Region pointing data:

==*==

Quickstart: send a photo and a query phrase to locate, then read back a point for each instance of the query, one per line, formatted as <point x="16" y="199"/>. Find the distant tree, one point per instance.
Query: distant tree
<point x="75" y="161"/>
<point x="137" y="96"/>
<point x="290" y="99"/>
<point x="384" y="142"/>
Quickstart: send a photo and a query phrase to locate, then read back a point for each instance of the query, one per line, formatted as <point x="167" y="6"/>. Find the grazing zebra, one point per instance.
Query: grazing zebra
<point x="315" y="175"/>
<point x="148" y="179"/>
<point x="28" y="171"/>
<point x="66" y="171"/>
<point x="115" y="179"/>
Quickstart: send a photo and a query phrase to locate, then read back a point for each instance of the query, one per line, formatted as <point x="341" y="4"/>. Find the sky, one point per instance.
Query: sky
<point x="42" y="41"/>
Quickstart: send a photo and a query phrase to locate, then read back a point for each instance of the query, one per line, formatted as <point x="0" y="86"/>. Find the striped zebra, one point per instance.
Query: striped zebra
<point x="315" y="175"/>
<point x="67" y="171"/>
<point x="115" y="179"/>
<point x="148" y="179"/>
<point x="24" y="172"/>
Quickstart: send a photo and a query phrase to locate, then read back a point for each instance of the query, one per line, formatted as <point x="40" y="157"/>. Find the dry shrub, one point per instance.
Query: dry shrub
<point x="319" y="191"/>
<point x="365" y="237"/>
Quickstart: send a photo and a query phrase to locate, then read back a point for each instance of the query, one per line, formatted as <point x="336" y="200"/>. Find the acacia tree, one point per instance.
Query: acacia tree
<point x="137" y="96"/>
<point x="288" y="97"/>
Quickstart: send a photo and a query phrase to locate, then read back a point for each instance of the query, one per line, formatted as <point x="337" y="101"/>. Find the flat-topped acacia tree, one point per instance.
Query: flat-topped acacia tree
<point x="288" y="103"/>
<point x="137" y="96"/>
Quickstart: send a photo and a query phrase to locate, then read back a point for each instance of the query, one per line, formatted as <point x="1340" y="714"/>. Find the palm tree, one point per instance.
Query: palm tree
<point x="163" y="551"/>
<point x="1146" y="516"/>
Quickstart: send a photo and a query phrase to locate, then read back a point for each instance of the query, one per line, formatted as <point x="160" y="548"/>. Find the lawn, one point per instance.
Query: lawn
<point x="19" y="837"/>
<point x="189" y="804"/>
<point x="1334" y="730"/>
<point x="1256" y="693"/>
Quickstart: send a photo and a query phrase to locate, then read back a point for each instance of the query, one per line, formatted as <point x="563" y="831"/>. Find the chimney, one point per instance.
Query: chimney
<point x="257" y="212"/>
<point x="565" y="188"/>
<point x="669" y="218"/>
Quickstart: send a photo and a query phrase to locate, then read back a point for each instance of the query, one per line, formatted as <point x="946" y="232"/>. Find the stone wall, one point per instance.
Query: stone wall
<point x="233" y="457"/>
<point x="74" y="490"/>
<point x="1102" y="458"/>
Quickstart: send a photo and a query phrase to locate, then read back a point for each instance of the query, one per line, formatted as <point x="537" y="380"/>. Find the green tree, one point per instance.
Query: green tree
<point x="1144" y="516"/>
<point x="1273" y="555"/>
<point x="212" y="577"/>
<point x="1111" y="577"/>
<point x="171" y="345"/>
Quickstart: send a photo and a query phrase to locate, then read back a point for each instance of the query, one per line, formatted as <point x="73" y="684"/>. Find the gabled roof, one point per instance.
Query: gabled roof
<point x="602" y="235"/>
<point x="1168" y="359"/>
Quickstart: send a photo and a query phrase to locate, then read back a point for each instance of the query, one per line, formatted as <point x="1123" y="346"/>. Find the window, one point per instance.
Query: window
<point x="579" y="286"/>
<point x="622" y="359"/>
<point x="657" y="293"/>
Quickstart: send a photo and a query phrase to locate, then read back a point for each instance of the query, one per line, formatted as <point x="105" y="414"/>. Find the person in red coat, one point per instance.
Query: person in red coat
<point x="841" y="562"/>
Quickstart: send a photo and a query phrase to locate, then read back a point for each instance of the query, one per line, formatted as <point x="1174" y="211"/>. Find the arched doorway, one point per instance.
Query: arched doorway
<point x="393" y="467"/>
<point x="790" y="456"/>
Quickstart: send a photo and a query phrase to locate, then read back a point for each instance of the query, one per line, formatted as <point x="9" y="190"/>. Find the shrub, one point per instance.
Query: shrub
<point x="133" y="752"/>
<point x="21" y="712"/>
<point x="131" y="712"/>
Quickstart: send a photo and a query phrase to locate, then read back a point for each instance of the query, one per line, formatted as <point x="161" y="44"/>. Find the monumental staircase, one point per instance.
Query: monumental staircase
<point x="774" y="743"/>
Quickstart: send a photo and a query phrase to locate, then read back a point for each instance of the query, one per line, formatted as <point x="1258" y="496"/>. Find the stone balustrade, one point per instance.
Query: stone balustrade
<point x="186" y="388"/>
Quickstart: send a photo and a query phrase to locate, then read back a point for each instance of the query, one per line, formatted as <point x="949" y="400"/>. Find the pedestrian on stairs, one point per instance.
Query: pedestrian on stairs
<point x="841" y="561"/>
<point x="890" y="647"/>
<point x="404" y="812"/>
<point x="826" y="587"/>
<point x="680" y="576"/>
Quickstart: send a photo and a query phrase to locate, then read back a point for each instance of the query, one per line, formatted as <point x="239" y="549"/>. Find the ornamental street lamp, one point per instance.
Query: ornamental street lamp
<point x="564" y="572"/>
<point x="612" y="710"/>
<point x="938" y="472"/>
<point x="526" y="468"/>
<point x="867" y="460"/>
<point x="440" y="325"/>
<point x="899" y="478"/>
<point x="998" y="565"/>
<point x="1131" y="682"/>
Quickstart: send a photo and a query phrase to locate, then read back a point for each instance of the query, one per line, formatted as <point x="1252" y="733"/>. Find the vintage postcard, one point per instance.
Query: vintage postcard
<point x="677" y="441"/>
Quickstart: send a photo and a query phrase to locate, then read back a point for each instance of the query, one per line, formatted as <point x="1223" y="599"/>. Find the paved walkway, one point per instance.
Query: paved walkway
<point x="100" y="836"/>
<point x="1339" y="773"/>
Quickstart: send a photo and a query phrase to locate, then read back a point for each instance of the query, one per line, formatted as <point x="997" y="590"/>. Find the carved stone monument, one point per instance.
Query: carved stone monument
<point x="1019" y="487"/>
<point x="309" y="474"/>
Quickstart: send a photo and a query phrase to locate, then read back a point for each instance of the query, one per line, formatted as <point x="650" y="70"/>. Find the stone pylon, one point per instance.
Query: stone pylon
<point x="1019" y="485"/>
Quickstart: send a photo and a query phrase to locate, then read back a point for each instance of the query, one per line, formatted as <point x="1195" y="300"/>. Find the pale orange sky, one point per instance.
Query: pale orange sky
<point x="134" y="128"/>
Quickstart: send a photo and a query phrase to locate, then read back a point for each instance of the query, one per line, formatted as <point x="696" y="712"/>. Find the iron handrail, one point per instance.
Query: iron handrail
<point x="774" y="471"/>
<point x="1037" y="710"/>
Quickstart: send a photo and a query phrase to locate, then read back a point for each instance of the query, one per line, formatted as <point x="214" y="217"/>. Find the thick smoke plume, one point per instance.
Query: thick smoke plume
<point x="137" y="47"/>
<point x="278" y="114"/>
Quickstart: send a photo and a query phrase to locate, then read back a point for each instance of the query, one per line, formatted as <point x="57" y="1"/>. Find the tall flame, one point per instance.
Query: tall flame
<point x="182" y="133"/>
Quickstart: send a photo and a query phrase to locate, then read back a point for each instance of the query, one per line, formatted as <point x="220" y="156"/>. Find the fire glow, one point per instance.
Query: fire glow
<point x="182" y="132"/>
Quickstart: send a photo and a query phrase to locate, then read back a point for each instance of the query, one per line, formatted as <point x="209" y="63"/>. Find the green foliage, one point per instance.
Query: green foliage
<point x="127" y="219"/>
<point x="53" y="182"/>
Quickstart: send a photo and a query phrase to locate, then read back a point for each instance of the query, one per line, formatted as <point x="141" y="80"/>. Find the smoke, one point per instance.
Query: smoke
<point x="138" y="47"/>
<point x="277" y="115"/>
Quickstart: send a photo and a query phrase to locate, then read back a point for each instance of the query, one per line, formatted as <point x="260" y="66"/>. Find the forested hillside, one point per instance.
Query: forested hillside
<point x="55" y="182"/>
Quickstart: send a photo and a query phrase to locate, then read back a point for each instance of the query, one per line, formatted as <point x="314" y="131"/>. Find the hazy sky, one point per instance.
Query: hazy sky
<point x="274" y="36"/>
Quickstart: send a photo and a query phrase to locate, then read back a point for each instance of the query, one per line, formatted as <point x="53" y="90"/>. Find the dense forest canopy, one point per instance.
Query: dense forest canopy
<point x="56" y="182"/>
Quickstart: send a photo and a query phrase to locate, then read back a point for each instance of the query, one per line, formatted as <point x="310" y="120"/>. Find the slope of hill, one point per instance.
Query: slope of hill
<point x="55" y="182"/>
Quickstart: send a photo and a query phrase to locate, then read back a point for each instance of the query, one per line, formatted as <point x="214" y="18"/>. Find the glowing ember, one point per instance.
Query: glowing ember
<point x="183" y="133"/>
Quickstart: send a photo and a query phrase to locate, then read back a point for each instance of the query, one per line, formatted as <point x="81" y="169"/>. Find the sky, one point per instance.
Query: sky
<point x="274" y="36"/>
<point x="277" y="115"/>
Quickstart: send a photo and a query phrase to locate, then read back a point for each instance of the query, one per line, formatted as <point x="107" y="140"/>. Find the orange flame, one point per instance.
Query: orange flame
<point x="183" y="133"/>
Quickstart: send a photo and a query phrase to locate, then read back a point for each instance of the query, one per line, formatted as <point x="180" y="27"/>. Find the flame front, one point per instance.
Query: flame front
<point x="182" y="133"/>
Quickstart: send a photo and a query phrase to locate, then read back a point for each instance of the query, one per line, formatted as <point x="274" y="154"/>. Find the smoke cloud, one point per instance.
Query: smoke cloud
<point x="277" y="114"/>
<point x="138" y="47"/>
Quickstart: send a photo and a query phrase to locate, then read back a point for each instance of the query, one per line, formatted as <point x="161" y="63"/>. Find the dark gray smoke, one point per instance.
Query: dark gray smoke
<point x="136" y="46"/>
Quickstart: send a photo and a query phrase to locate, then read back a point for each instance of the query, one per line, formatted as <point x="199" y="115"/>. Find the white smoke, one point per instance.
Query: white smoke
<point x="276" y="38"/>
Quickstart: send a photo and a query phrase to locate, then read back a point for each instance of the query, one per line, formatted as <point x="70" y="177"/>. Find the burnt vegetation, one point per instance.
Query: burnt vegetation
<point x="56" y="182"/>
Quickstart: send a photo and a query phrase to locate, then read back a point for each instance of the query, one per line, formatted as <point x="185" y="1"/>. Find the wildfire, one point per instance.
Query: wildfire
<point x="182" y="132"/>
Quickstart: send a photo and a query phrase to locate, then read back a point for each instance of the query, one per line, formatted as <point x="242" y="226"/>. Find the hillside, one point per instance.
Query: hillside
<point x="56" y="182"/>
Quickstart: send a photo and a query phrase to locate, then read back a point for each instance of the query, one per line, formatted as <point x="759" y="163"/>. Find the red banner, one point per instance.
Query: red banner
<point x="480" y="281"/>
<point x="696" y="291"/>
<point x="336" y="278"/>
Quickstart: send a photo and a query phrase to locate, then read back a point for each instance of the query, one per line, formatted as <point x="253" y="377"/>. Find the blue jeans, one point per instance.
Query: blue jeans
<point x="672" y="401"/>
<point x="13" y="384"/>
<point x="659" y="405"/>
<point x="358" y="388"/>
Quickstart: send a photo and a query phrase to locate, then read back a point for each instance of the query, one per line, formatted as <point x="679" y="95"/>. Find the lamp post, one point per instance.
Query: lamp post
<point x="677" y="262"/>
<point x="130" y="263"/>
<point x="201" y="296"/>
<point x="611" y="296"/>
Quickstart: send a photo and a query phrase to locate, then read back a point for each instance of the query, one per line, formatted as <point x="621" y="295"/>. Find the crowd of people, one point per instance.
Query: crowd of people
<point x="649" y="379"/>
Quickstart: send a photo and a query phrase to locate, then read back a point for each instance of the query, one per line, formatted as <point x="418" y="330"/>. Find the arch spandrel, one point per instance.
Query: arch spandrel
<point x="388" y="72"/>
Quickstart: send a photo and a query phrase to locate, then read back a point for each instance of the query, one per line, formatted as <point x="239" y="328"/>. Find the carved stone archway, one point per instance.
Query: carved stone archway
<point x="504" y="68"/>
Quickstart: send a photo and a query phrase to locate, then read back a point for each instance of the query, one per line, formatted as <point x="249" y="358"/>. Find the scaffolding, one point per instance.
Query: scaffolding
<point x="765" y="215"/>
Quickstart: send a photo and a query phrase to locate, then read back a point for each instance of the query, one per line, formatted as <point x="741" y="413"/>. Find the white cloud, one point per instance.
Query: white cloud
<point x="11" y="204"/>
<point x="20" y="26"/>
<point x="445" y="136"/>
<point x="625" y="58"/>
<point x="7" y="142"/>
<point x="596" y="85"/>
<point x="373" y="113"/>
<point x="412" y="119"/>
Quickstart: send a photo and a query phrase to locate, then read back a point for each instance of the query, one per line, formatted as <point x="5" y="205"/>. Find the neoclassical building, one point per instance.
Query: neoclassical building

==*==

Work task: Line count for the string "neoclassical": please say how many lines in the entries above contain it, with no other words.

Answer to the problem: 2